» Passage provided
◇ ◇ ◇ ◇ ◇

Skip to main content

RELEASE: Immediate Relief for Small Businesses Quadrupled

$1.5BB Additional Relief Secured for Small Businesses & Nonprofits

For immediate release:

SACRAMENTO – Governor Gavin Newsom, Senate President pro Tempore Toni G. Atkins and Assembly Speaker Anthony Rendon today announced a $9.6BB economic recovery package, including immediate actions to substantially increase aid for California small businesses & nonprofits who have been devastated by the COVID-19 pandemic (RELEASE).

“This is a terrific result. The momentum generated by Senate Bill 74 - the Keep California Working Act - has helped deliver an additional $1.5 billion in immediate economic relief for small businesses and nonprofits," said SB 74 Principal Co-Author Assemblywoman Cottie Petrie-Norris (D-Laguna Beach). “When local businesses prosper, our entire community thrives. Investing the State’s budget surplus directly into main street will keep businesses open and protect California jobs after the ravages of this pandemic.”

The budget agreement reflects a four-fold increase – from $500 million to more than $2 billion – for grants up to $25,000 for small businesses impacted by the pandemic, and also allocates $50 million for cultural institutions.

The agreement also partially conforms California tax law to new federal tax treatment for loans provided through the Paycheck Protection Plan, allowing companies to deduct up to $150,000 in expenses covered by the PPP loan. All businesses that took out loans of $150,000 or less would be able to maximize their deduction for state purposes. Larger firms that took out higher loans would still be subject to the same ceiling of $150,000 in deductibility. More than 750,000 PPP loans were taken out by California small businesses. This tax treatment would also extend to the Economic Injury Disaster Loans as well.

Senate Bill 74, with 36 Democrat and 27 Republican sponsors, was a true bipartisan and bicameral small business relief package. Sixty-three out of 120 California legislators, or more than half the Legislature, signed on to the Keep California Working Act. Additionally, more than 80 chambers of commerce, cities, counties, statewide business associations and nonprofit groups lent their support to the bill.

◇ ◇ ◇ ◇ ◇

Items from a data source

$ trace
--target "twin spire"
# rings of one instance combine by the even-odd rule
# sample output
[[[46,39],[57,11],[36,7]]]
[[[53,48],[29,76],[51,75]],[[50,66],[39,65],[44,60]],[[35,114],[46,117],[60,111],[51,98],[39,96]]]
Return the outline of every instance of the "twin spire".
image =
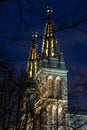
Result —
[[[65,69],[63,53],[58,51],[52,7],[48,7],[47,13],[47,23],[45,27],[42,52],[40,57],[38,57],[37,33],[32,33],[32,48],[28,68],[30,78],[34,78],[37,71],[42,67]]]

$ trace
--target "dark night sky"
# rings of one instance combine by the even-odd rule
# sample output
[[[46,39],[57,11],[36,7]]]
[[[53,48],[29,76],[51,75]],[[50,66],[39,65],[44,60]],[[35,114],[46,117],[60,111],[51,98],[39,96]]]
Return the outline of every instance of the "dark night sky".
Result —
[[[41,46],[47,6],[51,3],[58,43],[71,76],[73,69],[87,69],[87,0],[2,0],[0,2],[0,61],[25,68],[31,46],[31,33],[38,32]],[[60,29],[60,30],[59,30]],[[59,30],[59,31],[58,31]],[[68,76],[69,77],[69,76]],[[72,76],[69,77],[71,81]]]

◇ ◇ ◇ ◇ ◇

» Parts of the exercise
• A. Based on the press release on small business relief, say whether each statement agrees with it (yes or no), and quote the deciding words.
(i) The budget agreement sets aside $50 million for cultural institutions.
(ii) Larger firms that took out higher PPP loans can deduct more than $150,000 for state purposes.
(iii) Senate Bill 74 had more Republican sponsors than Democrat sponsors.
• B. Answer these questions from the press release on small business relief:
(i) What is the largest grant a small business can receive under the budget agreement?
(ii) How many PPP loans did California small businesses take out?
(iii) How many chambers of commerce, cities, counties, statewide business associations and nonprofit groups supported Senate Bill 74?

» Response list
• A.
(i) Yes: "also allocates $50 million for cultural institutions"
(ii) No: "Larger firms that took out higher loans would still be subject to the same ceiling of $150,000 in deductibility"
(iii) No: "with 36 Democrat and 27 Republican sponsors"

• B.
(i) Up to $25,000.
(ii) More than 750,000.
(iii) More than 80.